◆ DIRECTION 1 ◆
Retype the passage of the network performance tuning page from "The following sections" up to and including "memory bandwidth options.".

◆ DOCUMENT EXCERPT ◆

Network performance tuning, Memory bandwidth considerations, Enabling optimal bandwidth options – Dell Emulex Family of Adapters User Manual
Page 868: Populate dimm slots, Disabling memory mirroring, Network memory limits

Emulex Drivers Version 10.2 for Linux User Manual
P010081-01A Rev. A
3. Configuration
Network Performance Tuning
868
Network Performance Tuning
Memory Bandwidth Considerations
The availability of higher memory bandwidth leads to better network performance.
The following sections describe how memory bandwidth can be increased.
Enabling Optimal Bandwidth Options
Most computers offer multiple distinct memory channels, or memory interleaves,
which may not be enabled by default. Check the manufacturer's documentation and
BIOS parameters for details on enabling optimal memory bandwidth options.
Populate DIMM Slots
Typically, all the dual in-line memory module (DIMM) slots must be populated to
make use of all the memory channels. As a general rule, using more DIMMs provides
better performance by allowing a higher degree of memory-access interleaving to
occur.
Disabling Memory Mirroring
Some servers may allow memory mirroring, where the total memory is divided in half
and each location is stored twice. This allows fault recovery if one memory location
detects an error, but it greatly reduces the perceived memory bandwidth of the system.
Consider disabling memory mirroring if it is not needed.

◆ PROVIDED DATA ◆
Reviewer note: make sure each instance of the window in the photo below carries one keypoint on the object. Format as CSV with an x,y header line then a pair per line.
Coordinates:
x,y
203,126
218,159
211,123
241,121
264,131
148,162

◆ DIRECTION 2 ◆
Reproduce every one of the records above, character for character.

◆ EXERCISE SOLUTION 1 ◆
The following sections describe how memory bandwidth can be increased.
Enabling Optimal Bandwidth Options
Most computers offer multiple distinct memory channels, or memory interleaves,
which may not be enabled by default. Check the manufacturer's documentation and
BIOS parameters for details on enabling optimal memory bandwidth options.

◆ EXERCISE SOLUTION 2 ◆
Reviewer note: make sure each instance of the window in the photo below carries one keypoint on the object. Format as CSV with an x,y header line then a pair per line.
Coordinates:
x,y
203,126
218,159
211,123
241,121
264,131
148,162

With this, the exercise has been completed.